++++ Data entries ++++

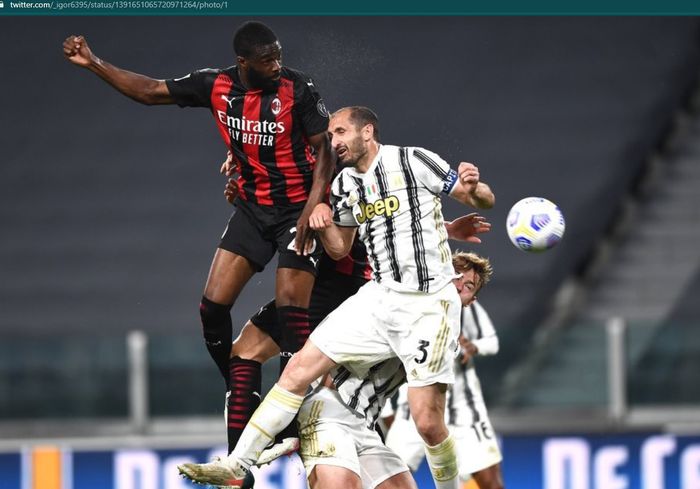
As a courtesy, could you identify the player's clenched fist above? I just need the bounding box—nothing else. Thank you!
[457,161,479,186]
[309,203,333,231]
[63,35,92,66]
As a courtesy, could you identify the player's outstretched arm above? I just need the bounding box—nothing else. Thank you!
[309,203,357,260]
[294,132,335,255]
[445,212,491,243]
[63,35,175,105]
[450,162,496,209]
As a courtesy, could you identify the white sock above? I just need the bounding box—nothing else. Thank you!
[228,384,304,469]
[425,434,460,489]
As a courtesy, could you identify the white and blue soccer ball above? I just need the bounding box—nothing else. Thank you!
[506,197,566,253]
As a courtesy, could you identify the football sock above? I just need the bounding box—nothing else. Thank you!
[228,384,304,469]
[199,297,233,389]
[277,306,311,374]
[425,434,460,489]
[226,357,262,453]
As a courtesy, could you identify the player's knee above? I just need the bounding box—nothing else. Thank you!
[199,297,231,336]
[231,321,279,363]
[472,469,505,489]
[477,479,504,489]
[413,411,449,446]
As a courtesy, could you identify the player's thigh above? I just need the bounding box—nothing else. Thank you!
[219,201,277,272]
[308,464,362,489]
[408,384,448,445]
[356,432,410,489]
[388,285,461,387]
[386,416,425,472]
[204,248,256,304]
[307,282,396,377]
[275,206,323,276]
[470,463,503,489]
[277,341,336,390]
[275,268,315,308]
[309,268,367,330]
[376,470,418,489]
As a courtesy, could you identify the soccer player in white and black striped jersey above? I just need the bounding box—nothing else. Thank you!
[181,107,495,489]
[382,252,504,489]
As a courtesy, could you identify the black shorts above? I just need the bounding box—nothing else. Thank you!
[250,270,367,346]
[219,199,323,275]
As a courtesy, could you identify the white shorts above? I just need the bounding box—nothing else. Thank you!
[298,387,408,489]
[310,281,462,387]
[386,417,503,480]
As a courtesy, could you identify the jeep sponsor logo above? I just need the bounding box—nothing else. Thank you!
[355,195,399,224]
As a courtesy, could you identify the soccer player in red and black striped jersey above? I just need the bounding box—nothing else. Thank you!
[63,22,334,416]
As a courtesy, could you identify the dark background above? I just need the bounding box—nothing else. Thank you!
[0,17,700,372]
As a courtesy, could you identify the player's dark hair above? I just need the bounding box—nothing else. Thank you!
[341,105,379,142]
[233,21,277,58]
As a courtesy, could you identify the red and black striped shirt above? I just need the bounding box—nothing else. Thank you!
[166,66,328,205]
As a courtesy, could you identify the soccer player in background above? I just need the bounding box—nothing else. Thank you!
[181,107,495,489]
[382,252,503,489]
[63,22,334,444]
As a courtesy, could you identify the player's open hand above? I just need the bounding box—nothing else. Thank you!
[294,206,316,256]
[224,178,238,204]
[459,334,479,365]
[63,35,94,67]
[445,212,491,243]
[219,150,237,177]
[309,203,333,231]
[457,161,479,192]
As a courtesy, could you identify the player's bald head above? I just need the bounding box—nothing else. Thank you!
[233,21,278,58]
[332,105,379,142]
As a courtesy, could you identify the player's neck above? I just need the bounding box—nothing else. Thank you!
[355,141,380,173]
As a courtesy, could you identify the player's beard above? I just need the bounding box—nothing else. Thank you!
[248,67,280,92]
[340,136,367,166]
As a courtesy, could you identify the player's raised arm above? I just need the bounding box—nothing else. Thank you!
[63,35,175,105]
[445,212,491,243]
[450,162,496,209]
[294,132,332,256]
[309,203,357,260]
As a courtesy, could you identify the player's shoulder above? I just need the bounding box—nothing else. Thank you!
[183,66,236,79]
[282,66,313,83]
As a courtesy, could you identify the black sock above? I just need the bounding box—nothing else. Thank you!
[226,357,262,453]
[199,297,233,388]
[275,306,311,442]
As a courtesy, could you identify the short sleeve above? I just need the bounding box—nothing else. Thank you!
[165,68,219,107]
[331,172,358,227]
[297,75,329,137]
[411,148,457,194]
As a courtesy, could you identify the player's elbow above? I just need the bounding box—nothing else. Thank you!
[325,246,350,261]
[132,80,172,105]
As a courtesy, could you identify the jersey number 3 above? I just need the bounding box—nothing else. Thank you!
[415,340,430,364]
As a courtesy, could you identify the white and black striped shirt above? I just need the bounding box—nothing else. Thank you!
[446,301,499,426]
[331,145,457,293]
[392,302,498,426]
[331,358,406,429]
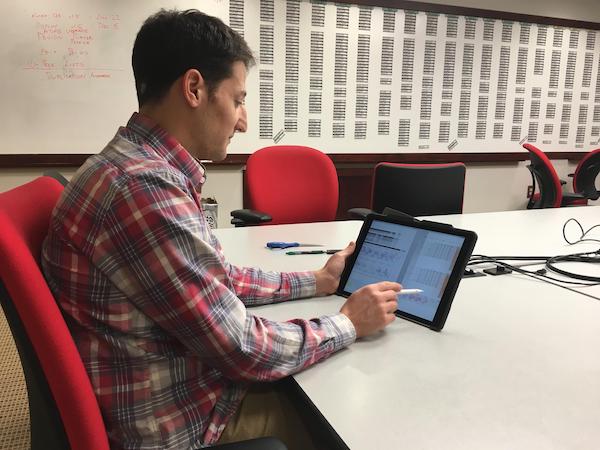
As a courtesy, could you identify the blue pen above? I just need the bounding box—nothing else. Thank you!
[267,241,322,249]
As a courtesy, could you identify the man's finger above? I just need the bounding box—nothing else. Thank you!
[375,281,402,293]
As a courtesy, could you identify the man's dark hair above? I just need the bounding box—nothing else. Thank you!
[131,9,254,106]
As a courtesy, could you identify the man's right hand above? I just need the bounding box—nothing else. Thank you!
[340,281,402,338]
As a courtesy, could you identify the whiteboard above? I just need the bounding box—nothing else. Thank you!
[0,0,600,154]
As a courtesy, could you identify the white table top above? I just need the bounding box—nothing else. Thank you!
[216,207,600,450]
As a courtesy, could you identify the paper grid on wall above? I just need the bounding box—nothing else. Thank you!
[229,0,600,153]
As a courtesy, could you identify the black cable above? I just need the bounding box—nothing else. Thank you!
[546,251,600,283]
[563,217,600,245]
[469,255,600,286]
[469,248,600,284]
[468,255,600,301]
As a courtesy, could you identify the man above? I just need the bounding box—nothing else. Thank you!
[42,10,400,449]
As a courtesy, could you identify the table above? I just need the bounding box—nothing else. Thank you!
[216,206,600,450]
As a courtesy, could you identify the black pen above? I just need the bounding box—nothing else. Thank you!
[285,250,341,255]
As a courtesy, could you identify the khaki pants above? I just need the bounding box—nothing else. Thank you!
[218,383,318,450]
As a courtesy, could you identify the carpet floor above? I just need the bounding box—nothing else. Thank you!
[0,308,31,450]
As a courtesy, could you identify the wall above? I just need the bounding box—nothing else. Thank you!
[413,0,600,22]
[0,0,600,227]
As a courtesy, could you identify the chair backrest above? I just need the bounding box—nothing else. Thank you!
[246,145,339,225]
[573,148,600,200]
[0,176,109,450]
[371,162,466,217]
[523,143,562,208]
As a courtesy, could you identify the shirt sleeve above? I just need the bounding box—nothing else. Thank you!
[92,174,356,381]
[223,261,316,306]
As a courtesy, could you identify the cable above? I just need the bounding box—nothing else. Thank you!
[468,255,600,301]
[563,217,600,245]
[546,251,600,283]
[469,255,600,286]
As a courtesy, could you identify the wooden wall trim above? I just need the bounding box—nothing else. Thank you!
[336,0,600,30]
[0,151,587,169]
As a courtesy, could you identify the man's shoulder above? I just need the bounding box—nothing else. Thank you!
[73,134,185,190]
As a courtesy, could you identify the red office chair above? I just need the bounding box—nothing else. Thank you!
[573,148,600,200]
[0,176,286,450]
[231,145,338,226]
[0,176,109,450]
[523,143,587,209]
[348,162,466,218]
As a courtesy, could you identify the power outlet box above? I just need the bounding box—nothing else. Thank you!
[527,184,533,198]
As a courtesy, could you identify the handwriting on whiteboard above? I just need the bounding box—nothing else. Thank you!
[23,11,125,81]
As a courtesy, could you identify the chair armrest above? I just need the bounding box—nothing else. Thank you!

++++

Report every line of the items above that contains the string "whiteboard", treating uppercase and lowercase as different.

As a courtesy, could you identify the whiteboard above? I just need the bounding box—nothing else. Thank you!
As a courtesy, could you identify the handwriting on whiteboard above? I just need the bounding box—nothing else. Thank you!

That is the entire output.